■ **Page excerpt**
_ _ _ _ _ _ _
Electric cars evolved from elite transport in the 1900s to Ford’s Model T revolution. GM’s 1996 EV1 met emissions standards but was controversially scrapped in 2005. Tesla now leads, yet its future hinges on shifting US policies, reflecting a century of innovation, setbacks, and environmental activism.
Introduction
Transition to electric cars represents a key component of a global strategy to fight and mitigate climate change and global warming. Governments worldwide, including the prior Democratic administration in the United States, have established ambitious targets for electric car adoption. Currently, China has a significant lead in electric car ownership, followed by several European nations. In the US, Tesla, under the leadership of Elon Musk, has become synonymous with electric cars, although established automotive manufacturers such as Ford and General Motors have also invested heavily and are also producing electric models.
Despite these initiatives, adoption of electric vehicles has been slow, particularly in the US. The escalating frequency of extreme weather events, such as the 2024 wildfires in Los Angeles and hurricanes in North Carolina, underscores the urgency of this transition. This situation prompts a natural question: could the widespread adoption of electric vehicles have occurred significantly earlier? Given the longstanding availability of core EV components, such as batteries and electric motors, could widespread implementation have been realized decades prior?
_ _ _ _ _ _ _
■ **Source material**
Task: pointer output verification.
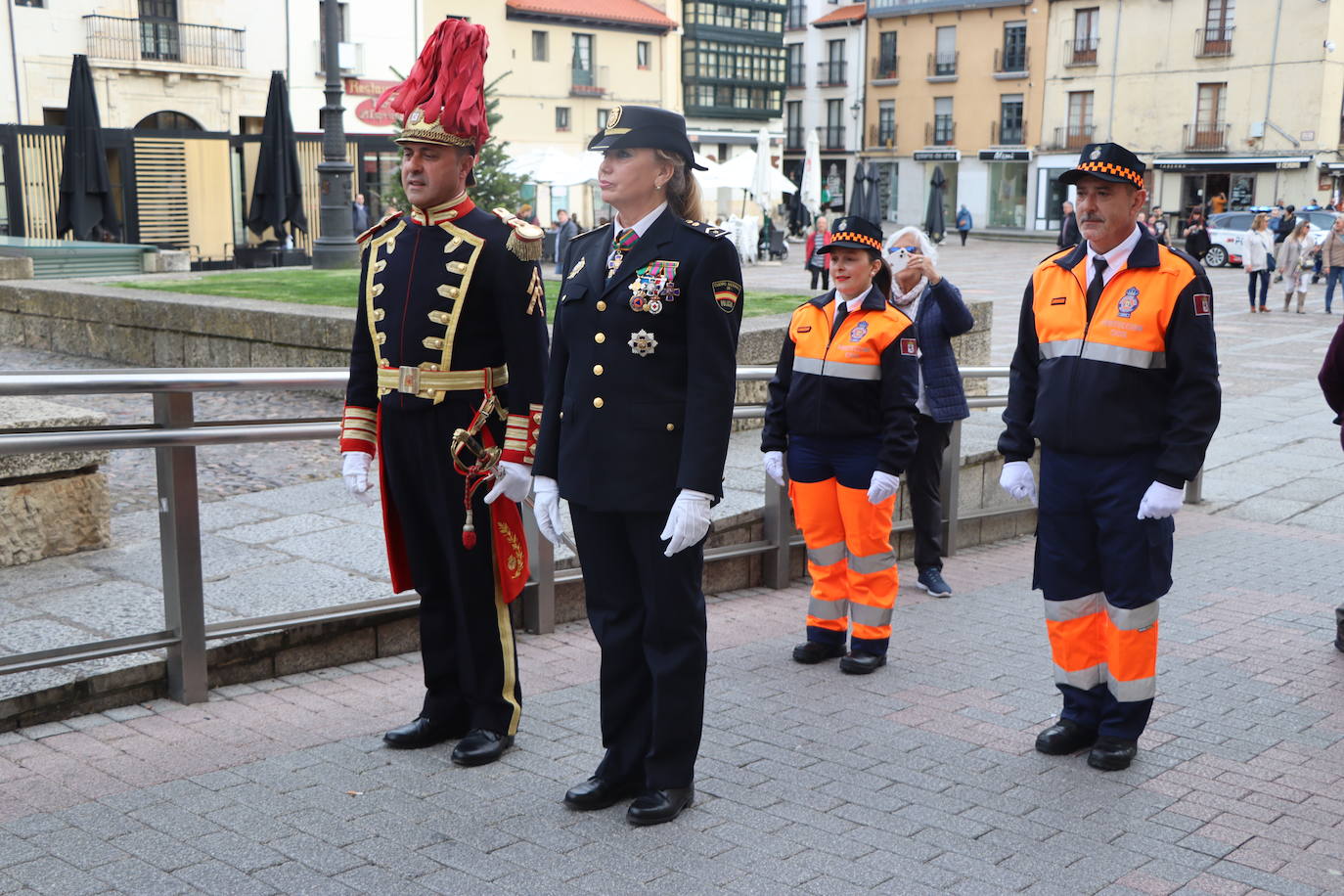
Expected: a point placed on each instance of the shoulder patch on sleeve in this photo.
(378, 226)
(708, 230)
_ _ _ _ _ _ _
■ **Jobs**
1. Rewrite the part of the electric car history text that opens with "Electric cars evolved" and closes with "and environmental activism.", changing "elite transport" to "luxury transport".
2. Continue the electric car history text from where it stops.

■ **Answers per task**
1.
Electric cars evolved from luxury transport in the 1900s to Ford’s Model T revolution. GM’s 1996 EV1 met emissions standards but was controversially scrapped in 2005. Tesla now leads, yet its future hinges on shifting US policies, reflecting a century of innovation, setbacks, and environmental activism.

2.
This article will demonstrate that, with a few different favorable circumstances at certain historical junctures, widespread adoption of electric cars could have been achieved years ago. For instance, the collaborative efforts of Thomas Edison and Henry Ford held the potential to give a boost to electric cars production in the early twentieth century; however, their efforts, although promising, did not quite produce the desired result. Similarly, in the 1990s, General Motors, in response to California’s stringent emission standards, produced an electric car, EV1, that was received with considerable enthusiasm by its initial users; however, General Motors abruptly terminated the project, as captured in the documentary “Who Killed the Electric Car?”. While General Motors must have faced challenges similar to those confronting current electric car adoption, such as insufficient charging infrastructure, battery limitations, and competition from gasoline cars, these obstacles could have been overcome through sustained commitment from governments and automotive manufacturers. Had the current transition commenced in the 1990s, the progress toward widespread electric car adoption would likely be significantly more advanced than it is today. This earlier transition might have been sufficient to avert the most severe impacts of global warming.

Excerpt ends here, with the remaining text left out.